**GIVEN INSTRUCTION:** Show each line of the entries below that contains the string "door", copied in full. Matches must have the same case.

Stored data
━━━━

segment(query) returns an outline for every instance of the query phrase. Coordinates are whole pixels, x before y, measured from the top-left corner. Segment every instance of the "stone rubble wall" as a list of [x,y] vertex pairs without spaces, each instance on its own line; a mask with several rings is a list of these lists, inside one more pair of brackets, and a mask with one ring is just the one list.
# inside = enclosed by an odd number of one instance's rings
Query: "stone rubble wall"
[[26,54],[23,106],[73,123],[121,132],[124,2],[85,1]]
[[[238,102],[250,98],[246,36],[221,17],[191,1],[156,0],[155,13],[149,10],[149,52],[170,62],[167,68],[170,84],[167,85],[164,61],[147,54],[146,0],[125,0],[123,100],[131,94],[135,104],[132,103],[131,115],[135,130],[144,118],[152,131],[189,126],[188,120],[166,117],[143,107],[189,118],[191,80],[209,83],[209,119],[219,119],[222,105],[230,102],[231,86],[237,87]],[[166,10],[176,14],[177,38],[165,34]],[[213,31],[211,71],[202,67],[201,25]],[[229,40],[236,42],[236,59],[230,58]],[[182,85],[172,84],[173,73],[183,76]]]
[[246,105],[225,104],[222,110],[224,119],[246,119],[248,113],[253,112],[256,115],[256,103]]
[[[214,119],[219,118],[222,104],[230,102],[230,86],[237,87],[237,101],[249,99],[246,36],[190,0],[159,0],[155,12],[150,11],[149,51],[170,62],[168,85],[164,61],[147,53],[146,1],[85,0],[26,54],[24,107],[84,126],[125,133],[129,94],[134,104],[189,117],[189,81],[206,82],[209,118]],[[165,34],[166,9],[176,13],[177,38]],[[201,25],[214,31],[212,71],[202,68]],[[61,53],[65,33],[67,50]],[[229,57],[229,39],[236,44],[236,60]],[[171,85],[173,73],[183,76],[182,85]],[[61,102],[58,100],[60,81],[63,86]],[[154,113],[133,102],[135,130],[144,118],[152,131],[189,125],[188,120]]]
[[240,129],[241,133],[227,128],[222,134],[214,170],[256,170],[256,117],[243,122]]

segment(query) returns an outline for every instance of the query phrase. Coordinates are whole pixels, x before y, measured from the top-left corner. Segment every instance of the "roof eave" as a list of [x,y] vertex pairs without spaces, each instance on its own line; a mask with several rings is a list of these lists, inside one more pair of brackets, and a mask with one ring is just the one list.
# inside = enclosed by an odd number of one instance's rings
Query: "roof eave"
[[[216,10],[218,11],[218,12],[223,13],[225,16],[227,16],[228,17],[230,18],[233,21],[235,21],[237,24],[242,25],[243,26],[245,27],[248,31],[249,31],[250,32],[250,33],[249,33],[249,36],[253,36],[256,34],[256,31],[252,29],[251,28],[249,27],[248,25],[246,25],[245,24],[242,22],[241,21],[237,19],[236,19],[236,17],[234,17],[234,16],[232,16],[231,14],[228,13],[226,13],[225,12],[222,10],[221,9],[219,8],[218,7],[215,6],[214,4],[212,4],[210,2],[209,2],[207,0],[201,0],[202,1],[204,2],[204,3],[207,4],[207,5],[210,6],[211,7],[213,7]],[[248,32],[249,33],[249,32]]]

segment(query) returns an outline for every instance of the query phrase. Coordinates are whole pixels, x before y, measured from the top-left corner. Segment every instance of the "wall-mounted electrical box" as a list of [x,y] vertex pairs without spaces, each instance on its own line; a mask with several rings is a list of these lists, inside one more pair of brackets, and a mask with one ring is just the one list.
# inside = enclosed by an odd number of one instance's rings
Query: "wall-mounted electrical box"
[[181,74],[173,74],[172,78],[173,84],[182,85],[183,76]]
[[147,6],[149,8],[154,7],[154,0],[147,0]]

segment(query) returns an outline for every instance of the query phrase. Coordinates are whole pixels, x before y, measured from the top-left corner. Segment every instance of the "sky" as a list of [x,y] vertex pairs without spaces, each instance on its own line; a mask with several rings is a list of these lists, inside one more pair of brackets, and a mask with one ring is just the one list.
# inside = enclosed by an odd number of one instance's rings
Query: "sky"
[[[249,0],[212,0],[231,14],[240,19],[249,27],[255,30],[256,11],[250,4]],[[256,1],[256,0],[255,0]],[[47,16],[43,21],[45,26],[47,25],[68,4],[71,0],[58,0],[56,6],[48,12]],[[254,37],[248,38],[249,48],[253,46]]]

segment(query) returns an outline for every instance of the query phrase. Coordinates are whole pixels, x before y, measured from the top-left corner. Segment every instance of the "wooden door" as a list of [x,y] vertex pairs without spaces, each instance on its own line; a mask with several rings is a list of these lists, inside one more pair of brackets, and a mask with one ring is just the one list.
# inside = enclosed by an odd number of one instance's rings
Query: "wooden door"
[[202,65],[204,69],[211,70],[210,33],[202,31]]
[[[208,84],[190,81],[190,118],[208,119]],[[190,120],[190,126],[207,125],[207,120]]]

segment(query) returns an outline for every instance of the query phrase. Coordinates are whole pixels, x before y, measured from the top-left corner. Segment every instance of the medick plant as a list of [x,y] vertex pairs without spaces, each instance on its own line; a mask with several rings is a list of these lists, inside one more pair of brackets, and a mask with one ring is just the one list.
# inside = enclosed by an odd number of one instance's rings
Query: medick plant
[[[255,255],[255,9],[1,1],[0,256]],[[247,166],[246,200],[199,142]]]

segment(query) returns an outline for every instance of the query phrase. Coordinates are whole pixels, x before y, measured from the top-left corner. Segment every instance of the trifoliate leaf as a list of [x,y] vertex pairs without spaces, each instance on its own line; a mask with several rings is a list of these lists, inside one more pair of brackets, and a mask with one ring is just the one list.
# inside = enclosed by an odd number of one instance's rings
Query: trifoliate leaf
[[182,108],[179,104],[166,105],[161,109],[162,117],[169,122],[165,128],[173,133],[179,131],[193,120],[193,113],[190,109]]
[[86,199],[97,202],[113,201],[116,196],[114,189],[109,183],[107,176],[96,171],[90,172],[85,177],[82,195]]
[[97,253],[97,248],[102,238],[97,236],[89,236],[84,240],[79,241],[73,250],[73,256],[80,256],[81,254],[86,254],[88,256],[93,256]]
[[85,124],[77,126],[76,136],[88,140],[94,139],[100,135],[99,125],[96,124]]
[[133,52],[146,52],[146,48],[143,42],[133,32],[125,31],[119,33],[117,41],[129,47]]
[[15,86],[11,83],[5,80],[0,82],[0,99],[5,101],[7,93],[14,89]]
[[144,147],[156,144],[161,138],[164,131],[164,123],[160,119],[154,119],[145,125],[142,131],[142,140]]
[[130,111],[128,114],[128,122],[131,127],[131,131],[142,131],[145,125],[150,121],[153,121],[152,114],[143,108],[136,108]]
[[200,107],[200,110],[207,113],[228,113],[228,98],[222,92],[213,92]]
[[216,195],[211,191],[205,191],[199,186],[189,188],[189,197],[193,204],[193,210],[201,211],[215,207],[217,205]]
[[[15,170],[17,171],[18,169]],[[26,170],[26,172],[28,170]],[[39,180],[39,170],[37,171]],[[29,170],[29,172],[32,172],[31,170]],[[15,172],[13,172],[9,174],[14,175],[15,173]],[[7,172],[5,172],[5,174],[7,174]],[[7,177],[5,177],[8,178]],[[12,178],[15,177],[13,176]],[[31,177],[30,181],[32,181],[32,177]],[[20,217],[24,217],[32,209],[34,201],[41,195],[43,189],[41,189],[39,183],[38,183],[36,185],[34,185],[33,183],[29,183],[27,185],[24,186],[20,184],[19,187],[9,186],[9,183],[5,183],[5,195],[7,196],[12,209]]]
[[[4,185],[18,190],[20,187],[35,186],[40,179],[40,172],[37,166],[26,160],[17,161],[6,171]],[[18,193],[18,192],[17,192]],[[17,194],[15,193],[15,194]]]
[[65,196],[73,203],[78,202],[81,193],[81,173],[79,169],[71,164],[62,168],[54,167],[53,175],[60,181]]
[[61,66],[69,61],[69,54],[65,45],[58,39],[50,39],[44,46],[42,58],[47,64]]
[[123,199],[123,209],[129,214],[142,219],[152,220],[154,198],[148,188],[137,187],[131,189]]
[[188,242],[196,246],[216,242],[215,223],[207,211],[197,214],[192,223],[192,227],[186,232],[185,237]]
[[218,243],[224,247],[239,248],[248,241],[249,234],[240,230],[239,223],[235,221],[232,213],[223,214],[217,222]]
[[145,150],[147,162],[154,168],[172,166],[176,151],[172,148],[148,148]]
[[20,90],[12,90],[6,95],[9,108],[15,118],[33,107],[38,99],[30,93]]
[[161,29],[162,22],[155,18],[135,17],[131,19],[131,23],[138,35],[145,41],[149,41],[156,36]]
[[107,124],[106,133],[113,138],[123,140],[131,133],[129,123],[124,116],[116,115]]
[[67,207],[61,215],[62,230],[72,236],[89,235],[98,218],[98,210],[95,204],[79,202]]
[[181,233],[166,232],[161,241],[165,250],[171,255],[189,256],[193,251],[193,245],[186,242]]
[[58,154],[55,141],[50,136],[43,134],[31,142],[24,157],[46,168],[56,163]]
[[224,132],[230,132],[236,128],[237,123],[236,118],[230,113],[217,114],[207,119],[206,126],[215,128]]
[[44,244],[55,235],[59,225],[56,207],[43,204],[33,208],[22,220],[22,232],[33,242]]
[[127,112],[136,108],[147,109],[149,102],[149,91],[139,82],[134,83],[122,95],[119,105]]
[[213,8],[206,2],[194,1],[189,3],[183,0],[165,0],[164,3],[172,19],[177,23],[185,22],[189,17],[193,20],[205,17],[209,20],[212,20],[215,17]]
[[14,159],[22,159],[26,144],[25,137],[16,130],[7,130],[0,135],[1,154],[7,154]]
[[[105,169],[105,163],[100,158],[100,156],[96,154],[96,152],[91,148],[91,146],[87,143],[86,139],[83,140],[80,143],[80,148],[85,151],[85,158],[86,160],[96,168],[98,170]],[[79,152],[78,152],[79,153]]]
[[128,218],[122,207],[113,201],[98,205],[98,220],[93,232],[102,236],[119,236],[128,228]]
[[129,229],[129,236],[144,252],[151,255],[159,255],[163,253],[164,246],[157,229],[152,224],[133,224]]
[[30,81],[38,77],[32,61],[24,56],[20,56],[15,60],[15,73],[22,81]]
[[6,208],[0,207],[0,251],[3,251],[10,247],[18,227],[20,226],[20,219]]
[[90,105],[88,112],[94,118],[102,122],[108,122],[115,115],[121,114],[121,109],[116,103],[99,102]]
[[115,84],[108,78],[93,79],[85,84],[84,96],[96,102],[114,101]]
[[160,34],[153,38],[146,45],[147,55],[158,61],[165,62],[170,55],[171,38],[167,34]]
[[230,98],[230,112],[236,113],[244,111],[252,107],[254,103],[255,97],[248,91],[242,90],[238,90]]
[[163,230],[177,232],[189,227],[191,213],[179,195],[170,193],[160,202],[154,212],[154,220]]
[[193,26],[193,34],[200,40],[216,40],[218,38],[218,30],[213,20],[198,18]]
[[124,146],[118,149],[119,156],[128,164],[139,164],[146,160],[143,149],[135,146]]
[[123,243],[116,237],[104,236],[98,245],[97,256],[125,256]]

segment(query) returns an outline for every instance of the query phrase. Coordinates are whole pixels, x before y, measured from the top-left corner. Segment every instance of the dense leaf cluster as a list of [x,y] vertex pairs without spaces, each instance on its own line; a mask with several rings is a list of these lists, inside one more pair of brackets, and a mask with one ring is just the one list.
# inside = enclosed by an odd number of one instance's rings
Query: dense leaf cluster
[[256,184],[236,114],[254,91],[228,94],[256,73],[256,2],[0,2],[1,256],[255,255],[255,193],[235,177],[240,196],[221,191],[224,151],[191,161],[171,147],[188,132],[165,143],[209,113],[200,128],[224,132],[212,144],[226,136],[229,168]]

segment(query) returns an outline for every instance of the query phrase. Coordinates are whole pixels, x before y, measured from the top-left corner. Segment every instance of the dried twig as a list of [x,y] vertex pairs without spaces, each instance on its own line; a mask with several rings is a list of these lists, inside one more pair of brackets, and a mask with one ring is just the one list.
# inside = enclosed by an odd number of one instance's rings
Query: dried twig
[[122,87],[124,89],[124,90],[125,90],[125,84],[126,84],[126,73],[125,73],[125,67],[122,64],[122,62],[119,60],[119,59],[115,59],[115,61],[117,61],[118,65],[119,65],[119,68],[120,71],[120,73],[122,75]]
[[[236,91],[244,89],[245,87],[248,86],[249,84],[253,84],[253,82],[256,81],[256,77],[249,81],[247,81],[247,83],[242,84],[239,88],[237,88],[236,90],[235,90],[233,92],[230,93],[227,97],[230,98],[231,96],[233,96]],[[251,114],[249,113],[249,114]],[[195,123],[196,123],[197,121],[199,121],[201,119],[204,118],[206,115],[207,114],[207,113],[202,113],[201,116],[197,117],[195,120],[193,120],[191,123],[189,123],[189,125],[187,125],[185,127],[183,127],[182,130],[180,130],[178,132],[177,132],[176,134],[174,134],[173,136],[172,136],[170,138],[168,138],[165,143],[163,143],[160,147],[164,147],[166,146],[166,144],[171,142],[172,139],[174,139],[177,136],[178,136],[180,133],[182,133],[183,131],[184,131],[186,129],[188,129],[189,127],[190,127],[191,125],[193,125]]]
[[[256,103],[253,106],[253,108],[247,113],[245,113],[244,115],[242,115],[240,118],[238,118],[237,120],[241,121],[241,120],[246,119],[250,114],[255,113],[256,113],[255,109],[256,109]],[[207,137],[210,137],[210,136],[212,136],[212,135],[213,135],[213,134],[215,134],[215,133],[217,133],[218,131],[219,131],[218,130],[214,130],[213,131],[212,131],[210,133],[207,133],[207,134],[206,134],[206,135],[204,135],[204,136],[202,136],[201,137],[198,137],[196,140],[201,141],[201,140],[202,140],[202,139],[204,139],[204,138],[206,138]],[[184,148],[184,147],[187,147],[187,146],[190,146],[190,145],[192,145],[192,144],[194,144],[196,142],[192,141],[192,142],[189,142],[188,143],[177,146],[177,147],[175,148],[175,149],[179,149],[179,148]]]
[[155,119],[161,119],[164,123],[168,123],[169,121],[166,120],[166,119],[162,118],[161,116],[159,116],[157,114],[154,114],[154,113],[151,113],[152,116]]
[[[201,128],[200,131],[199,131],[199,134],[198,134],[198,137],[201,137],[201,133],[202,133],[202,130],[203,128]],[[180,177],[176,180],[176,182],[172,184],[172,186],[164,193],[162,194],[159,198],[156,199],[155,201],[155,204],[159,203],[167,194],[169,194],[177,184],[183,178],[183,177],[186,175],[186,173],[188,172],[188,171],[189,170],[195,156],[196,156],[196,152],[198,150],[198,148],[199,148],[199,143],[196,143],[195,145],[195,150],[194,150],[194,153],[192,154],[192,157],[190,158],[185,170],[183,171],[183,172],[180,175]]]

━━━━

**ANSWER TO THIS EXERCISE:**
segment(query) returns an outline for every instance of the query phrase. Coordinates are whole pixels, x before y, measured from the top-left corner. Segment every instance of the "wooden door" as a list of [x,y] vertex pairs without spaces, each instance on its own line; a mask with several rings is a list of these lists, inside one more pair of brackets, and a mask with one ring is just the one list.
Query: "wooden door"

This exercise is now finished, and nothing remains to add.